▶ _Tasks for this exercise_:
• a. Please reproduce the AI summit article starting at "The event also" and ending at "than fossil fuels.", with "budget bill" renamed to "spending bill".
• b. For each statement about the AI summit article, answer yes or no and quote the words that decide it. (i) The summit takes place at Carnegie Mellon University. (ii) Public interest consumer and environmental groups were invited to the summit. (iii) Hilary Flint signed a letter supporting Governor Josh Shapiro's plans to work with Trump on AI.
• c. Answer these questions from the AI summit article.
(i) Who is hosting the event?
(ii) Which outlet first reported the $70bn announcement?
(iii) What organization is Mike Sommers president of?

:: Document passage

Trump to unveil $70bn AI and energy plan at summit with oil and tech bigwigs
The inaugural Pennsylvania energy and innovation summit, held at Carnegie Mellon University, will attempt to position the state as an AI leader, showcasing the technological innovation being developed in the city and the widespread availability of fossil fuel reserves to power them.
At the gathering, Trump will announce $70bn in AI and energy investments for the state, Axios first reported, in a move the event's host Republican Pennsylvania senator Dave McCormick says will be a boon to local economies.
But activists say the investment, which will boost planet-heating energy production, will have disastrous consequences for the climate and for nearby communities.
'Pennsylvanians are paying the price for decisions made behind closed doors: higher utility bills, contaminated water, poor air quality, and worsening health,' said Hilary Flint, Pennsylvania field organizing manager at the non-profit Center for Oil and Gas Organizing. Flint signed a Tuesday letter to Pennsylvania governor Josh Shapiro opposing his plans to work with Trump to expand AI, along with dozens of organizations and individuals.
The event also comes less than two weeks after Republicans on Capitol Hill passed a Trump-backed budget bill which could dramatically increase the spending and effort needed to power AI data centers, thanks to its rollback of green energy tax credits. Renewable energy is almost always cheaper to build and easier to bring online than fossil fuels.
Many tech executives invited to the event have said the availability of wind and solar are essential to the success of AI. Microsoft's Satya Nadella said last May that powering data centers with renewable energy would 'drive down the cost of AI', while OpenAI head Sam Altman said months earlier that 'there's no way' to grow his industry without a 'breakthrough' in affordable clean energy technology.
Tech giants Google and its parent company Alphabet, as well as Meta have also both invested in wind and solar to power data centers. But the oil industry, whose top brass are also at the Pittsburgh summit, lobbied in favor of the megabill's green energy incentive rollbacks.
'It includes almost all of our priorities,' Mike Sommers, president of the American Petroleum Institute, the fossil fuel industry's largest lobbying group, told CNBC about the legislation. Sommers is on the guest list for the event.
The gathering, to which no public interest consumer or environmental groups were invited, is expected to severely downplay the climate and health consequences of this technological expansion fueled by oil and gas. Data centers used for AI are highly resource intensive, sometimes consuming as much power as entire cities.

::::
:: Data

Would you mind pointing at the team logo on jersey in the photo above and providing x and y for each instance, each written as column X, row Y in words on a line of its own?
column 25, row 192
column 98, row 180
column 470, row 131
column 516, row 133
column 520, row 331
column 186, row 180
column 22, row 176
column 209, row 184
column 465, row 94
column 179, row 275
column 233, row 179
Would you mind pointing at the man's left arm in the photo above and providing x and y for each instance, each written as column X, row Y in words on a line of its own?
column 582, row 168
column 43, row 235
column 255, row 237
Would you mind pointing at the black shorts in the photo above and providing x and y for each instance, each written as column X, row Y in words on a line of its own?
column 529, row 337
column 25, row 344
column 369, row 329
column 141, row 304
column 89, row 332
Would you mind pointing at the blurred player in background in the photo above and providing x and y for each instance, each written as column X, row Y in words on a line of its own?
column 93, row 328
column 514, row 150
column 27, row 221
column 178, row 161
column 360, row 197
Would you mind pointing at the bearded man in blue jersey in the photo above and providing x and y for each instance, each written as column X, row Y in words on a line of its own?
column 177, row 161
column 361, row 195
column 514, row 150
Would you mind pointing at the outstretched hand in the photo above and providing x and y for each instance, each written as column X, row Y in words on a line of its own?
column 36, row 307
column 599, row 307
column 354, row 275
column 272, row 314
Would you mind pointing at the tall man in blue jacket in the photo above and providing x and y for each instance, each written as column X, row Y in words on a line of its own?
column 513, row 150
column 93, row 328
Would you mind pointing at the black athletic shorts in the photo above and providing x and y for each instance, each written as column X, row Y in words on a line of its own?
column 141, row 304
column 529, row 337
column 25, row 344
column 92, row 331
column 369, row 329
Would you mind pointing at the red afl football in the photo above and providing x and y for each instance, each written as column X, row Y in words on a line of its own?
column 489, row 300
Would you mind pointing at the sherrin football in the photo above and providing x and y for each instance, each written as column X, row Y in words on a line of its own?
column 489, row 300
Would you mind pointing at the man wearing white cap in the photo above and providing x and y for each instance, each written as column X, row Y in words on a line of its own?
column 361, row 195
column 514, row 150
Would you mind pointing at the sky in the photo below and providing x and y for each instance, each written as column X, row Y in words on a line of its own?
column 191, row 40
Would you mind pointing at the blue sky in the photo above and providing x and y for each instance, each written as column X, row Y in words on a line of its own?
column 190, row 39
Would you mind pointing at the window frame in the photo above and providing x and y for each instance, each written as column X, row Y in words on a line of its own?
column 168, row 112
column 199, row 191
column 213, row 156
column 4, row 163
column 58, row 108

::::

▶ _Results of the exercise_:
• a.
The event also comes less than two weeks after Republicans on Capitol Hill passed a Trump-backed spending bill which could dramatically increase the spending and effort needed to power AI data centers, thanks to its rollback of green energy tax credits. Renewable energy is almost always cheaper to build and easier to bring online than fossil fuels.

• b.
(i) Yes: "held at Carnegie Mellon University"
(ii) No: "to which no public interest consumer or environmental groups were invited"
(iii) No: "opposing his plans to work with Trump to expand AI"

• c.
(i) Republican Pennsylvania senator Dave McCormick
(ii) Axios
(iii) The American Petroleum Institute